Data excerpts
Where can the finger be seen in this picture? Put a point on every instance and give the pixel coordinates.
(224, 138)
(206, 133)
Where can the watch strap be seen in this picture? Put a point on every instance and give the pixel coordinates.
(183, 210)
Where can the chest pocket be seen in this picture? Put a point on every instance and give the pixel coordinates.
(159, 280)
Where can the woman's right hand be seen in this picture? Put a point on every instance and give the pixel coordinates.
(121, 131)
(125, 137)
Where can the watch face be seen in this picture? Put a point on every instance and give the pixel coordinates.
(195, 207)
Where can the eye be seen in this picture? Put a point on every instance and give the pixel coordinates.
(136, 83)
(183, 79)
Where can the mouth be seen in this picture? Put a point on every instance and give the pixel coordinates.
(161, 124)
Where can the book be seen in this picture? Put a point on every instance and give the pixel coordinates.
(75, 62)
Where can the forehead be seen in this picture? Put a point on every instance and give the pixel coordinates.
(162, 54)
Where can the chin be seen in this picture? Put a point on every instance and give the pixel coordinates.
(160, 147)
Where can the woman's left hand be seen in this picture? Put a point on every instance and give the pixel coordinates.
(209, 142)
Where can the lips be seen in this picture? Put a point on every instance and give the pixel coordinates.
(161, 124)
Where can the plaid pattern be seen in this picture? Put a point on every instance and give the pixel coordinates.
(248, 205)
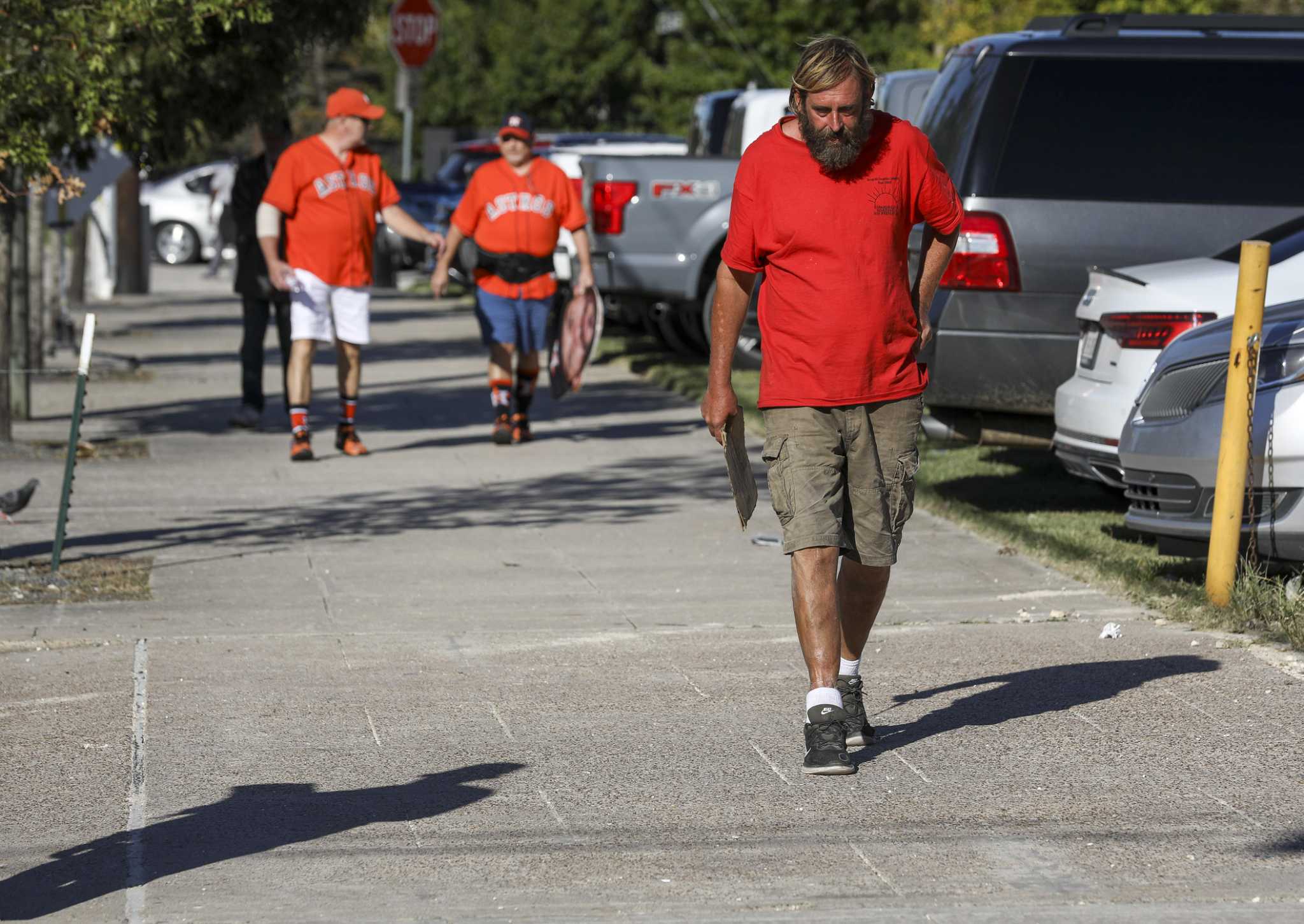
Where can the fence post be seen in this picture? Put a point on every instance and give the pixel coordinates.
(73, 437)
(1234, 448)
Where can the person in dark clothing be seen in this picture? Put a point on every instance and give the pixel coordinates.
(261, 299)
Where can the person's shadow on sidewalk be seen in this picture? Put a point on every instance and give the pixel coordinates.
(252, 820)
(1026, 693)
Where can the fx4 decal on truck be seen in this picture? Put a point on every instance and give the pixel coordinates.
(688, 190)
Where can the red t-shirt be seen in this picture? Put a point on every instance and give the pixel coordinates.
(330, 209)
(836, 322)
(506, 213)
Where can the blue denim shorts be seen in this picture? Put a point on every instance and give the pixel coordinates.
(520, 322)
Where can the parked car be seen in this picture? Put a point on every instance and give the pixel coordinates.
(660, 222)
(181, 226)
(1076, 143)
(903, 92)
(1127, 316)
(707, 127)
(1170, 444)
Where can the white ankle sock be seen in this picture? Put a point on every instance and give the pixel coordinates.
(823, 696)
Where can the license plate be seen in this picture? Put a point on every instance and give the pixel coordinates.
(1091, 346)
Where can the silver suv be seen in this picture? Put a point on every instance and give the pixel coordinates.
(1107, 140)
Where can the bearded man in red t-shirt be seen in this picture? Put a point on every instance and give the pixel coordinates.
(825, 203)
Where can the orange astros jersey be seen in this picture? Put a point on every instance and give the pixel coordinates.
(505, 213)
(330, 209)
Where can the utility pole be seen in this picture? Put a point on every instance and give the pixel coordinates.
(16, 357)
(37, 288)
(6, 288)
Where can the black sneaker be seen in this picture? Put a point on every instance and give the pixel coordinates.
(860, 732)
(826, 742)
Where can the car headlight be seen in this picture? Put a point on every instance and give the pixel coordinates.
(1281, 366)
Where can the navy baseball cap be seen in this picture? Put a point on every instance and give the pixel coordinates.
(518, 125)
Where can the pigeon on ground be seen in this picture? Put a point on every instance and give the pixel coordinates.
(12, 502)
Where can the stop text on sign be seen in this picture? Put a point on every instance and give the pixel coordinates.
(414, 28)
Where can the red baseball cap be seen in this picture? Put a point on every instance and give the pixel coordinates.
(347, 101)
(517, 125)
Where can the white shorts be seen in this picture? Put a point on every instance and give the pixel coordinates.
(322, 312)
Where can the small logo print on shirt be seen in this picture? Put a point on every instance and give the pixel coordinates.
(520, 201)
(883, 197)
(342, 179)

Your assignment
Exclude the images and reproduce the remaining data exactly.

Result of the exercise
Where can the finger be seen in this picture? Put a point on every instance and give the pixel coordinates.
(224, 138)
(206, 133)
Where can the watch strap be seen in this picture? Put a point on every instance and give the pixel coordinates.
(183, 210)
Where can the chest pocket be seen in this picture? Put a point on every instance and give the pixel coordinates.
(159, 280)
Where can the woman's right hand be seen in this picture? Put a point on every instance and give the pixel coordinates.
(121, 131)
(125, 137)
Where can the watch face be seen in this picture? Put a point on every instance and give the pixel coordinates.
(195, 207)
Where can the eye be seen in this picture? Put a point on every instance and give the pixel coordinates.
(136, 83)
(183, 79)
Where can the mouth be seen in this picture? Put a point on every instance and give the pixel coordinates.
(161, 124)
Where can the book be seen in this picture? Put a point on every instance and give the pixel coordinates.
(75, 62)
Where can the forehead be seen in this picture? Put a point on every instance and give the pixel coordinates.
(162, 54)
Where can the chin be seen in this picture? Put a point on every instance and give the pixel coordinates.
(160, 147)
Where can the woman's left hand be seen in this picture? Put a point on every instance and give the pixel coordinates.
(209, 142)
Where can the lips be seen in this picture? Put a point on every instance and give the pixel coordinates.
(161, 124)
Where can the plaid pattern be seen in this picture? Put a point on every instance and give the pixel coordinates.
(248, 205)
Where can the fence post be seen in this picture? Put a point on every instance and give the pixel coordinates.
(73, 437)
(1234, 448)
Where can the person in dark clothing be seen in this picture? Put a point on every instance and give the pixel coordinates.
(261, 299)
Where can the person's shadow on sidewalk be seen in this picture? Put a point on every instance and give the pixel coordinates.
(252, 820)
(1026, 693)
Where can the fx4 decal on truck be seen in this picture? Put a point on every instance and give the pixel coordinates.
(688, 190)
Where can the red t-shirt be seen in this picture? Put a point on every instance and give the pixel coordinates.
(330, 209)
(836, 322)
(506, 213)
Where can the blue denim shorts be seen in this picture? Put a point on every instance and give the pixel coordinates.
(520, 322)
Where can the parked car be seen in this picture? Put a point on every instance and give the pixel coordinates.
(660, 222)
(181, 226)
(1076, 143)
(903, 92)
(1127, 316)
(707, 127)
(1170, 444)
Where can the white ankle sock be seen in this picture? Put a point on every instance and give the pixel coordinates.
(823, 696)
Where can the license plate be seen in this picture? Put a point on every instance and give the pixel coordinates.
(1091, 346)
Where can the silver suv be seen in this picture? Put a point on every instance and give the pixel coordinates.
(1107, 140)
Where can the bearded man in red t-shirt be seen in this picture? Put a point on every instance and give the pixel coordinates.
(825, 203)
Where can the orange astros jersey be seen in this picture? Put a point on every instance and give the pixel coordinates.
(505, 213)
(330, 209)
Where can the utility pole be seen in this picture? Put a point on every instance and give the pixel coordinates.
(16, 357)
(37, 288)
(6, 288)
Where can the black sneaker be seen in this picture? Put a point on every instance and give the pixel coordinates.
(860, 732)
(826, 742)
Where can the car headlight be seen in this picture? Put a point on every instance and give the pixel coordinates.
(1281, 366)
Where can the navy baseball cap be seen in this picture? Put a point on every instance and give the pixel coordinates.
(518, 125)
Where can the pigeon on ground be seen in this picture? Put a point on every instance and give the pixel coordinates.
(12, 502)
Where can the stop text on sign be seen in this picture? Put a point on every instance and give the pixel coordinates.
(414, 28)
Where can the red baseball cap be seen in this picture? Put a point on every instance and give the pixel coordinates.
(347, 101)
(517, 125)
Where can the white shorts be seen in this picture? Put a point on every instance and give the pixel coordinates.
(322, 312)
Where can the small logo print on shirt be seen in this picture? Put a point on every instance and give the pixel coordinates.
(520, 201)
(883, 197)
(342, 179)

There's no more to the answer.